* **Required task**
Exactly as given, write out the lines from the one containing "If you could identify the car" through the end of the listing, with both ends included and nothing else.

Labeled-object pointing entries:

○ ○ ○

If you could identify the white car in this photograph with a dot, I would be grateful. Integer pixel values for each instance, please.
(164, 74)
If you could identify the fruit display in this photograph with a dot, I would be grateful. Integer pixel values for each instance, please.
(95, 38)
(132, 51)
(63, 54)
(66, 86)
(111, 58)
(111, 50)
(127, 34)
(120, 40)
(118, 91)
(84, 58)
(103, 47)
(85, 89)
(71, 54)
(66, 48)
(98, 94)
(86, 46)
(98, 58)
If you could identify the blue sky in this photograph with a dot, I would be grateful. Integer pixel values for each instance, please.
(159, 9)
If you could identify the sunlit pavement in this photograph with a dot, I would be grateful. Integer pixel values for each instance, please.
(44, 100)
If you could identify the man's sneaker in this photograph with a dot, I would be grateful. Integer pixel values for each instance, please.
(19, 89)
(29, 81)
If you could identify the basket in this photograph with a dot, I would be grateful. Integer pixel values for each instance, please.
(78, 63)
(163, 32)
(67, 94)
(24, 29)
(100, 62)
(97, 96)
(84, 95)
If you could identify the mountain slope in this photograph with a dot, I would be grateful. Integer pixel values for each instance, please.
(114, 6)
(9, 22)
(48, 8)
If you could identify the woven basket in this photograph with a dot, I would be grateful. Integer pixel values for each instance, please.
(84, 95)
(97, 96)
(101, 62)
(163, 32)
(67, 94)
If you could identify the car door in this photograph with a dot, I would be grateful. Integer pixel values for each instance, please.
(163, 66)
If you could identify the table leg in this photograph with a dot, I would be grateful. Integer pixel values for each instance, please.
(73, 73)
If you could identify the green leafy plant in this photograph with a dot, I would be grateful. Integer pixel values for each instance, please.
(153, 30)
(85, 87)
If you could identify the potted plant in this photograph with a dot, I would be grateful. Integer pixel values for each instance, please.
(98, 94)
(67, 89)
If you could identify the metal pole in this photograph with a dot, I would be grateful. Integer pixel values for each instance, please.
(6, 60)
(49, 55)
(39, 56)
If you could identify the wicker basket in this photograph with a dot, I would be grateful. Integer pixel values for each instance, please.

○ ○ ○

* **Answer below**
If you could identify the car door in this photograph with a dot, I would be grateful. Integer pixel values for each instance, please.
(163, 66)
If you could identify the table leg in this photograph with a dot, I would be grateful. Integer pixel values for each instance, please.
(73, 73)
If you could identify the green leafy plant in this photograph with a dot, I would be grateful. Integer pixel values for each instance, please.
(153, 30)
(85, 87)
If you could identify the potted plant in this photograph with a dot, I would be grateful. Integer pixel values for each instance, please.
(98, 94)
(67, 89)
If you could identify the metal pole in this photograph with a dot, I would be grateful. Integer pixel values for each instance, please.
(6, 60)
(49, 55)
(39, 56)
If you could identify the wicker basket in this photograph with a dot, I would be grateful. Integer pixel values for each instance, please.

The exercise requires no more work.